-- Start Extracted records --

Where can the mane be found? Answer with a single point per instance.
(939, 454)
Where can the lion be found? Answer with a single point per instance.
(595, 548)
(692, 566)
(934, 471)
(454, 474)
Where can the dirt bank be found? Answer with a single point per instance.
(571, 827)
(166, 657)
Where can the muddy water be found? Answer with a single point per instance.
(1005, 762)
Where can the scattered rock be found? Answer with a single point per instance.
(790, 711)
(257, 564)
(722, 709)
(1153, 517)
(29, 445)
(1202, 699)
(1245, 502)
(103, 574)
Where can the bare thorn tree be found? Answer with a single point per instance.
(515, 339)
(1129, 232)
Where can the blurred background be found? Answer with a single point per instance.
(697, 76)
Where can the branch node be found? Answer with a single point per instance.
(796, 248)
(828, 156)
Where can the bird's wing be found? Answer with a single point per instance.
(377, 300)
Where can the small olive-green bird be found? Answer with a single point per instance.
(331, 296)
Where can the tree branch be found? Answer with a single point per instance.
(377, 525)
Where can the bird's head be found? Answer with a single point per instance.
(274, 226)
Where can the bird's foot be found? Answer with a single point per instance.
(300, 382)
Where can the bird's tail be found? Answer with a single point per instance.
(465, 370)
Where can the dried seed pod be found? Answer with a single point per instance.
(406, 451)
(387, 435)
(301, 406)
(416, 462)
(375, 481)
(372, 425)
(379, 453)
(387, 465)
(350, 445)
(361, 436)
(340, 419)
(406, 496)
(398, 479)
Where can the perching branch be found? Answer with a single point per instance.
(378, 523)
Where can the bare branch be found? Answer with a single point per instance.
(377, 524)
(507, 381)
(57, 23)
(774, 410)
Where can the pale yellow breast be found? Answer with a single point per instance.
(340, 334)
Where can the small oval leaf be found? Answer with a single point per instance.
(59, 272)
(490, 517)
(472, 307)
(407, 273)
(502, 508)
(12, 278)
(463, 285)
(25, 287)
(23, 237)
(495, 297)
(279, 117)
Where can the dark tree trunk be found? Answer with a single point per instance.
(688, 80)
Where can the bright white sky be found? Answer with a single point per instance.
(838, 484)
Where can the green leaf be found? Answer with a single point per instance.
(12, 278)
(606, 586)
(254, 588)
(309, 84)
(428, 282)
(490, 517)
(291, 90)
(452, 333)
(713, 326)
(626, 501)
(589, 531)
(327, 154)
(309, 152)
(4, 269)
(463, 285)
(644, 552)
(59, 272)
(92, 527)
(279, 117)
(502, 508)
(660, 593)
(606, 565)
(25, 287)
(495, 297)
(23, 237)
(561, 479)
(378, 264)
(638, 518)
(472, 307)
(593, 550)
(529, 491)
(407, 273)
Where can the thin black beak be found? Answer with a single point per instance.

-- End Extracted records --

:: Short task ::
Copy out the entries from the line containing "Where can the bright" through the end of the entries, substituting "single coordinate" for every "single point" and leaving all else as it is.

:: Output for this exercise ::
Where can the bright white sky be found? Answer with a single coordinate per instance.
(838, 484)
Where can the green leaf be found? Answer with a single coordinate per instance.
(12, 278)
(606, 586)
(254, 588)
(309, 84)
(428, 282)
(490, 517)
(291, 90)
(452, 333)
(713, 326)
(626, 501)
(589, 531)
(327, 154)
(309, 152)
(4, 269)
(463, 285)
(644, 552)
(59, 272)
(92, 527)
(279, 117)
(502, 508)
(660, 593)
(606, 565)
(25, 287)
(495, 297)
(23, 237)
(561, 479)
(378, 264)
(638, 518)
(472, 307)
(593, 550)
(529, 491)
(407, 273)
Where can the thin black beak be found? Answer with a single coordinate per instance.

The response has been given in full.